(Data entries)
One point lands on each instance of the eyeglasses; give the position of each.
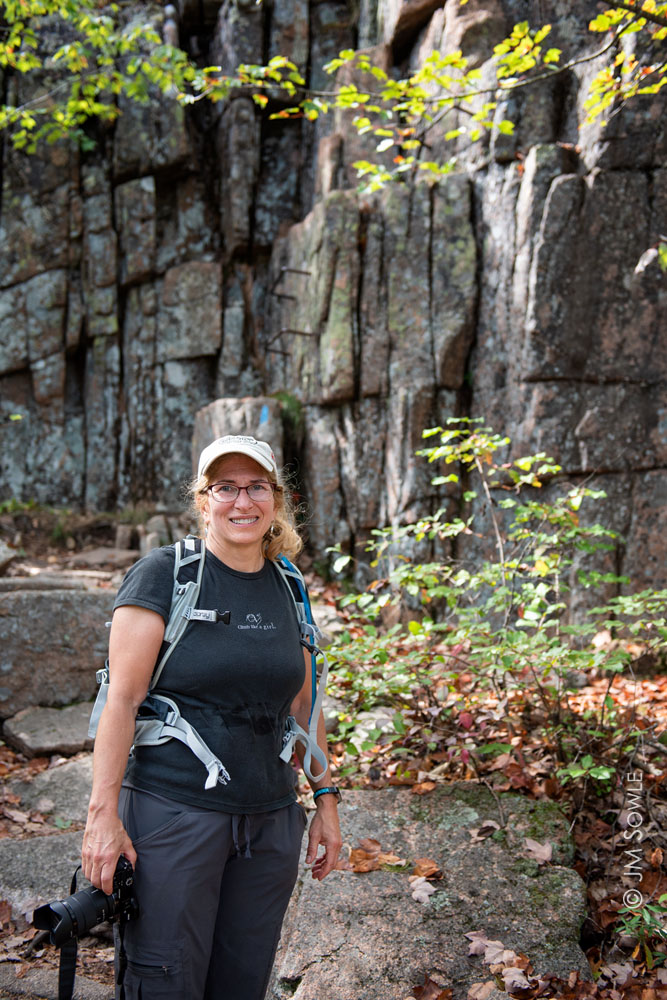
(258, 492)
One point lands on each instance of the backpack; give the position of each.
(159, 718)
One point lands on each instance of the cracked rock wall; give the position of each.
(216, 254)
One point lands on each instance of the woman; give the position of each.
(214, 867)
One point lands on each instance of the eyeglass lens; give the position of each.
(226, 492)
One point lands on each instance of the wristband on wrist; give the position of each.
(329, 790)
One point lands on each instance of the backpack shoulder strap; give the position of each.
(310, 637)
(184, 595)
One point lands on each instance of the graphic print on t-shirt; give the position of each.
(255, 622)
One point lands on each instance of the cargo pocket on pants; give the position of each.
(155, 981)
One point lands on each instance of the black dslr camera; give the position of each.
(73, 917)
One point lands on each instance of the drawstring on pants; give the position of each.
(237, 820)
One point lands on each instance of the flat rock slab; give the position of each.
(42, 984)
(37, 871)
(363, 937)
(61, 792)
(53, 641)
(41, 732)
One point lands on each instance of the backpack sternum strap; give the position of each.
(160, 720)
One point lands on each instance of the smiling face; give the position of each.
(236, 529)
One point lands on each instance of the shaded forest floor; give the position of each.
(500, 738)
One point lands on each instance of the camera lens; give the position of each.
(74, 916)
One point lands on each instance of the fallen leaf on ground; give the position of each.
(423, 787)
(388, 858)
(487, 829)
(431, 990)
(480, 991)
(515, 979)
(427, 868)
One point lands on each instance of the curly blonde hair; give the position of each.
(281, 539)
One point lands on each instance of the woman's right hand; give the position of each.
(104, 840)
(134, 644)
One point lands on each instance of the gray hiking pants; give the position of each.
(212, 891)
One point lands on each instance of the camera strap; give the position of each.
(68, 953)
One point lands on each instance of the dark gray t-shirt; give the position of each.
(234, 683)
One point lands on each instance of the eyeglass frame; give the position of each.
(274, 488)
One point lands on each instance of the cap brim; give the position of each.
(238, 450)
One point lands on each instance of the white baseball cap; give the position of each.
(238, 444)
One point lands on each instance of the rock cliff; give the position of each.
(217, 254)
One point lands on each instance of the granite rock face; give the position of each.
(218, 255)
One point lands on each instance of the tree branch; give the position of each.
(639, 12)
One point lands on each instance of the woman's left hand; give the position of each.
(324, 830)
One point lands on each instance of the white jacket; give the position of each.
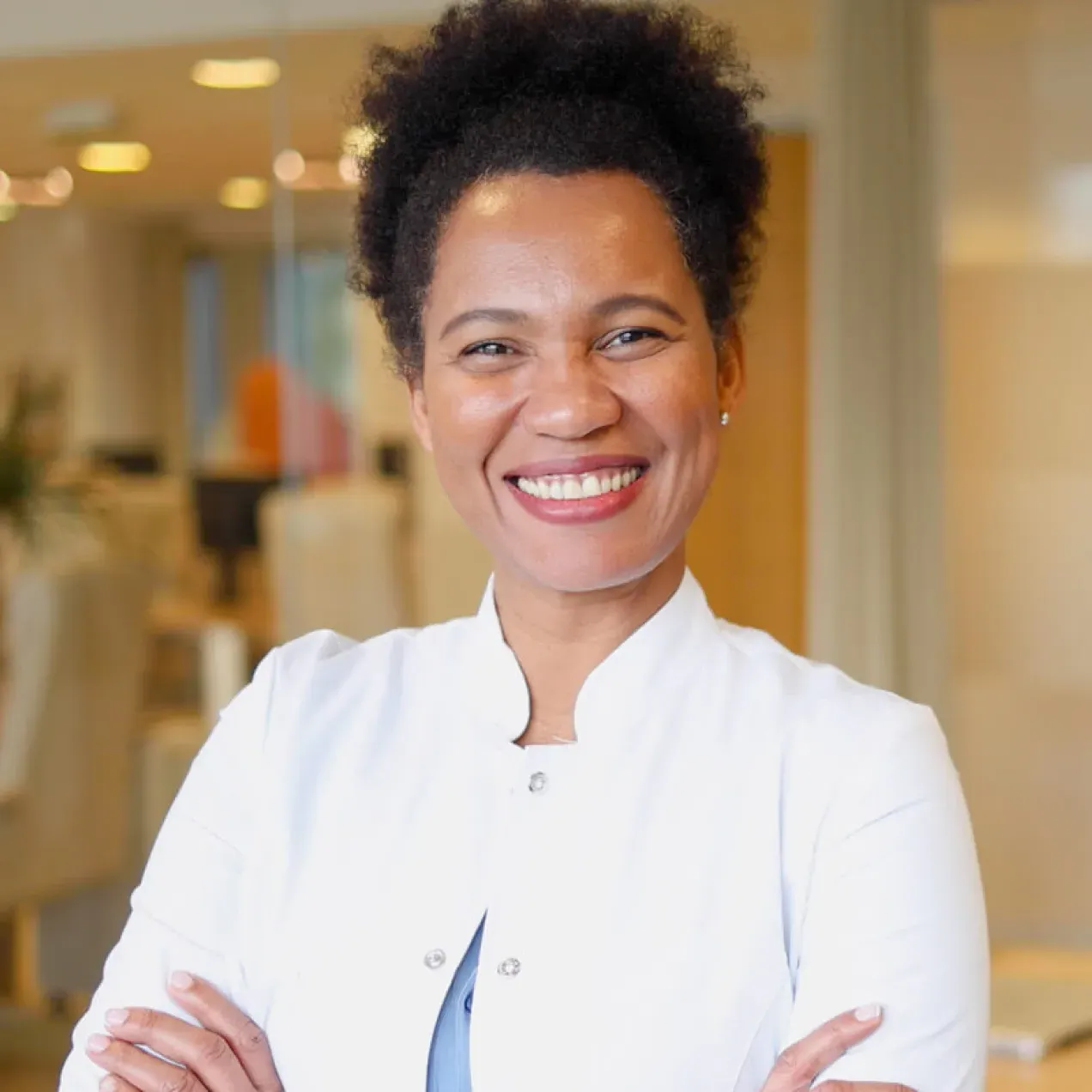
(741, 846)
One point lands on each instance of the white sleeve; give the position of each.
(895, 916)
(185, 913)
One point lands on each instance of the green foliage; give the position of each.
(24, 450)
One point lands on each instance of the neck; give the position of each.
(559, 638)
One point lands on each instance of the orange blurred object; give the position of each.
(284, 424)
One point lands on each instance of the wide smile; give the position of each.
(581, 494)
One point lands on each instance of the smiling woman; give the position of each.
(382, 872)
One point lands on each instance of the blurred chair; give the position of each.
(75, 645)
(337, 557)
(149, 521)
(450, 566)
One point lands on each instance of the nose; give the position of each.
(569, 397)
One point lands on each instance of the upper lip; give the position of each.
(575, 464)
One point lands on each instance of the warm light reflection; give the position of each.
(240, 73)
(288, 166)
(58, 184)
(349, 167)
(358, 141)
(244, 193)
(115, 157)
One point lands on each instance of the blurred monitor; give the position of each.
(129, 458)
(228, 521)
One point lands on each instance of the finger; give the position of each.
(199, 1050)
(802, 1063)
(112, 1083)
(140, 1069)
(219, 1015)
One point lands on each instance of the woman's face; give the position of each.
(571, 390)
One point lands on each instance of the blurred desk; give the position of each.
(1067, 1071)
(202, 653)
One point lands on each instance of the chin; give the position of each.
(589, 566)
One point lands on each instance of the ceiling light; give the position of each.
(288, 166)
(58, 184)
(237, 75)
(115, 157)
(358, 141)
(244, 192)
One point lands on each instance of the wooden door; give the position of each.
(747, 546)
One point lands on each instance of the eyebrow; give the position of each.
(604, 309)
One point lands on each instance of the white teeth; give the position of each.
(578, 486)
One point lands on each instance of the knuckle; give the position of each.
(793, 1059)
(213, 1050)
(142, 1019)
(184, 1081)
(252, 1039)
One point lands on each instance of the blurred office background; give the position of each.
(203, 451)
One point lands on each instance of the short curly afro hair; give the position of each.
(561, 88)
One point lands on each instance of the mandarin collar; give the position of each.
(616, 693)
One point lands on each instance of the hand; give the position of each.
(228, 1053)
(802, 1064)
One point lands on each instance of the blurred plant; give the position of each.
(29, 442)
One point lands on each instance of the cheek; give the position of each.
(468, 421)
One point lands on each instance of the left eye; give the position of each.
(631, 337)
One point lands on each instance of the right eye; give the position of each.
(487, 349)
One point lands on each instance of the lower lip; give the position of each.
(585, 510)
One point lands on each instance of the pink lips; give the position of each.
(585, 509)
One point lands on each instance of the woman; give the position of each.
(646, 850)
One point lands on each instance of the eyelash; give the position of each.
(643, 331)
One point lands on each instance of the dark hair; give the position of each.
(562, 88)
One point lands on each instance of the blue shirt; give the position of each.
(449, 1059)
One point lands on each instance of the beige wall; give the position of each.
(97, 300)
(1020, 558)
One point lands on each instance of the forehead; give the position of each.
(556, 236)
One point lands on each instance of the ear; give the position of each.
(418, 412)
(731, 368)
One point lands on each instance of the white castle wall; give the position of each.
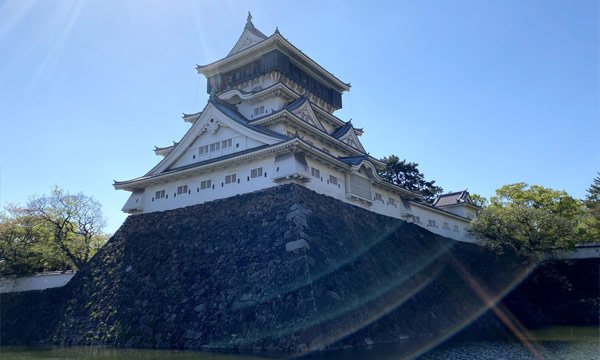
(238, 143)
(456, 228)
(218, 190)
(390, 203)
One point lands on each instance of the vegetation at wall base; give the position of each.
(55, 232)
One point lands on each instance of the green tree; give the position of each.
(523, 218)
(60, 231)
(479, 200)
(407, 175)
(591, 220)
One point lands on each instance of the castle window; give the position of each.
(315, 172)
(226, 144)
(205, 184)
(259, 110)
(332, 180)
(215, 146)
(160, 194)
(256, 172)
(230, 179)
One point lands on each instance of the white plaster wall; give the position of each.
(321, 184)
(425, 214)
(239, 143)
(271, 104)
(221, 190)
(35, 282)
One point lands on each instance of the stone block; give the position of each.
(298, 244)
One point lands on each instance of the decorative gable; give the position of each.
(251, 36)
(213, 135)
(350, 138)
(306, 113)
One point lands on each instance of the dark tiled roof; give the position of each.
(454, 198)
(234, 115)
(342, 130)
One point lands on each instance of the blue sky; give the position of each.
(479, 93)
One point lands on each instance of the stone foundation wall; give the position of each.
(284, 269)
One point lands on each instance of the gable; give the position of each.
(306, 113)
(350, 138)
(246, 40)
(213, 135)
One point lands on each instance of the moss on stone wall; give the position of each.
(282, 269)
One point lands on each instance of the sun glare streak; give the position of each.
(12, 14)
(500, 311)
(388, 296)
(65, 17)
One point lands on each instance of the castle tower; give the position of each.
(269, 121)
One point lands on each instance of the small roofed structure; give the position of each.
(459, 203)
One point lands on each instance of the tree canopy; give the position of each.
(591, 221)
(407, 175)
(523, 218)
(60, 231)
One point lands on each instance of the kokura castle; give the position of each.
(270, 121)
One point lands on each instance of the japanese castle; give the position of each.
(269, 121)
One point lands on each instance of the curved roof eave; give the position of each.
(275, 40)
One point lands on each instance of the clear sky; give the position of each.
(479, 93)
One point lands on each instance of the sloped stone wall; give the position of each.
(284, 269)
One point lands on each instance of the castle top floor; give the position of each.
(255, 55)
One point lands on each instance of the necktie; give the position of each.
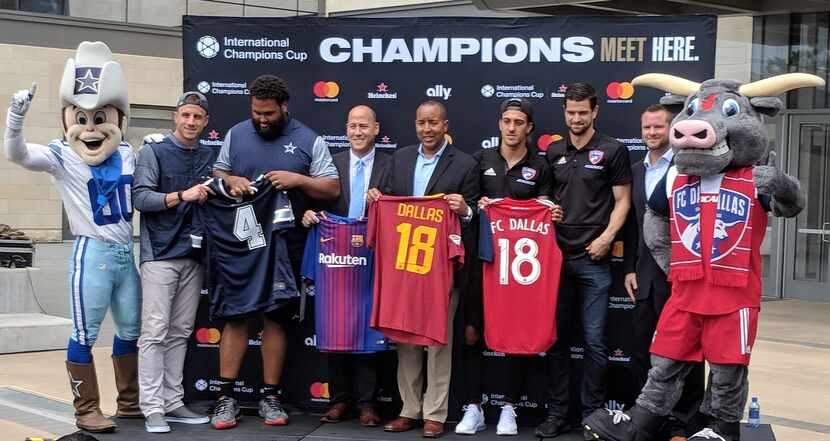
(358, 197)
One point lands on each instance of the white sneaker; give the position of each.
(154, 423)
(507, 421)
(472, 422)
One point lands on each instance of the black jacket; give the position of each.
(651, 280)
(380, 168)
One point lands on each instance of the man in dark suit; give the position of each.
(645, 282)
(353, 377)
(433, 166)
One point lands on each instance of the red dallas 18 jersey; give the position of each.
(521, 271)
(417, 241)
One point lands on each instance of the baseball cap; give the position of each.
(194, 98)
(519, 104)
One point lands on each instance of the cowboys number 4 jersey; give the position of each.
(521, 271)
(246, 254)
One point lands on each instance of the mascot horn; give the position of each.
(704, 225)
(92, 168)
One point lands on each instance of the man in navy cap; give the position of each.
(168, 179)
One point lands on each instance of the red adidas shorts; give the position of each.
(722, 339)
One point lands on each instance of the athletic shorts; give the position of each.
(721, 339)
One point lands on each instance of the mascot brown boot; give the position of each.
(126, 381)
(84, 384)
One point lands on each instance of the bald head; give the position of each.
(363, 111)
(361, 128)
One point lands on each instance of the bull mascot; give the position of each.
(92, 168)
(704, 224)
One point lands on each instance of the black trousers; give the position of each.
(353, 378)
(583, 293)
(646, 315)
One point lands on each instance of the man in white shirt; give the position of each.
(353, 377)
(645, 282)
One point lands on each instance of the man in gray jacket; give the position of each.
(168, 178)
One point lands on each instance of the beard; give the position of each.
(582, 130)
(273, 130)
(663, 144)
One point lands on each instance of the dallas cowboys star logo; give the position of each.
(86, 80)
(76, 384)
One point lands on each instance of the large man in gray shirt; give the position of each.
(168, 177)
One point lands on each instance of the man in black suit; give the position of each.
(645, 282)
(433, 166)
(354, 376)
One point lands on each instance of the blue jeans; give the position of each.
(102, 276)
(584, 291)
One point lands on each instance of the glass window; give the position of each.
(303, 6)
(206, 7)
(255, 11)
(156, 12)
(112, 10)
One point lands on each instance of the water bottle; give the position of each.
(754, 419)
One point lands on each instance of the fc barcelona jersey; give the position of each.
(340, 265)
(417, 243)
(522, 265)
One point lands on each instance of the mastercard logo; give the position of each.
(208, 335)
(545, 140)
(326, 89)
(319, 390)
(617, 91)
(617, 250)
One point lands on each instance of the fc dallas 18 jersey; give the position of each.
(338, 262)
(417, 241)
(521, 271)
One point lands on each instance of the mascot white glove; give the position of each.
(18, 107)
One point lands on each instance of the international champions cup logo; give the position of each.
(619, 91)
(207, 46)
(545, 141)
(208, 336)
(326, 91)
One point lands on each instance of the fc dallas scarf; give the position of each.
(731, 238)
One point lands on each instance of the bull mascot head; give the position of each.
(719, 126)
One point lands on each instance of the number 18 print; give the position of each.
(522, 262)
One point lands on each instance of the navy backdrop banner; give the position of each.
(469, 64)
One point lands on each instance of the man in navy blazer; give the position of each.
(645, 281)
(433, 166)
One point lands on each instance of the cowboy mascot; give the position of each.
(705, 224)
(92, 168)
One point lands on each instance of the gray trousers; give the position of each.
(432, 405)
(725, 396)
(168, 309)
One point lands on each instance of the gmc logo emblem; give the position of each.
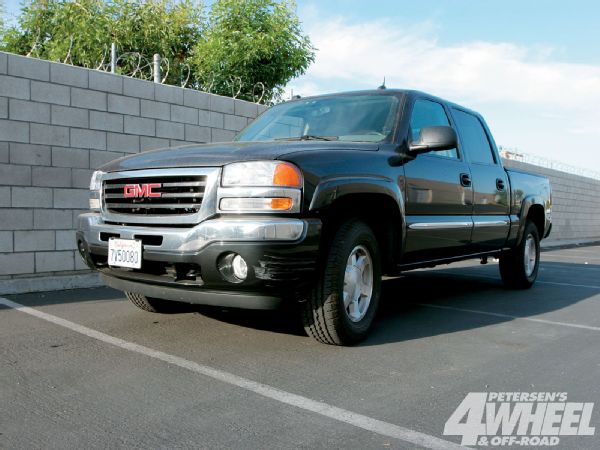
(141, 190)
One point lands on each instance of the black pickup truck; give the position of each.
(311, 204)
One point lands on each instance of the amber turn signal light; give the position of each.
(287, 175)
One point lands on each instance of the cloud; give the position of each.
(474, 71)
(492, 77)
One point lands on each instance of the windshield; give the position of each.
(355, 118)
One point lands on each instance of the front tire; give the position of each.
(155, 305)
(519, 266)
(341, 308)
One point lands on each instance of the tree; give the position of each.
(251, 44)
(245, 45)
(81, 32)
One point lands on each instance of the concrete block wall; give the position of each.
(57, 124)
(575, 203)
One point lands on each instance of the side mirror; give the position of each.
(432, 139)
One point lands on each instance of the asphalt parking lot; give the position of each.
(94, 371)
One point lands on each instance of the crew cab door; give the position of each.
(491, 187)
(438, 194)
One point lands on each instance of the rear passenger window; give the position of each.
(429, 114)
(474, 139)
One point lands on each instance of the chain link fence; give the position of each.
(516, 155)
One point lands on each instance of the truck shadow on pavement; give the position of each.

> [Goal of the exercise]: Lay out the lines from the one containing "One point lands on each instance of the navy" through the end of the entries as a numbered list, skipping blank lines and leaving the pictures out.

> [Response for this exercise]:
1. One point lands on each instance of the navy backdrop banner; give the position of each.
2. (469, 64)
3. One point lands on each instance of the man in navy blazer; give the position of each.
4. (645, 281)
5. (433, 166)
6. One point lands on each instance of the cowboy mascot; give the position of each.
7. (705, 224)
8. (92, 168)
9. One point lands on each instance of the gray trousers; give the position of each.
10. (432, 405)
11. (725, 396)
12. (168, 309)
13. One point lands on each instance of the gmc logo emblem; give the position of each.
14. (141, 190)
15. One point lands on each instance of the black pickup truck; give the position of each.
16. (311, 204)
17. One point lands on each instance of the amber turn signal light; give the position of each.
18. (287, 175)
19. One point lands on each instance of the cloud; give the position of each.
20. (474, 71)
21. (492, 77)
22. One point lands on each instance of the windshield; give the position of each.
23. (355, 118)
24. One point lands on each instance of the front tire; give the position of each.
25. (155, 305)
26. (519, 266)
27. (341, 308)
28. One point lands on each instance of the tree; give the position of each.
29. (251, 44)
30. (245, 45)
31. (81, 32)
32. One point lands on each instance of the concrete block wall; give the position of each.
33. (57, 124)
34. (575, 203)
35. One point lands on each instance of the side mirror; give the position of each.
36. (432, 139)
37. One point lands on each instance of the asphalt parking lot; give the position of each.
38. (94, 371)
39. One point lands on each instance of the crew cab door; give the position of each.
40. (491, 187)
41. (438, 194)
42. One point lands on each instance of the rear passenger window; give the position of each.
43. (429, 114)
44. (474, 139)
45. One point lands on each instance of the chain link fence; give the position of each.
46. (516, 155)
47. One point lands on each instance of the truck shadow on pavement; give the position of each.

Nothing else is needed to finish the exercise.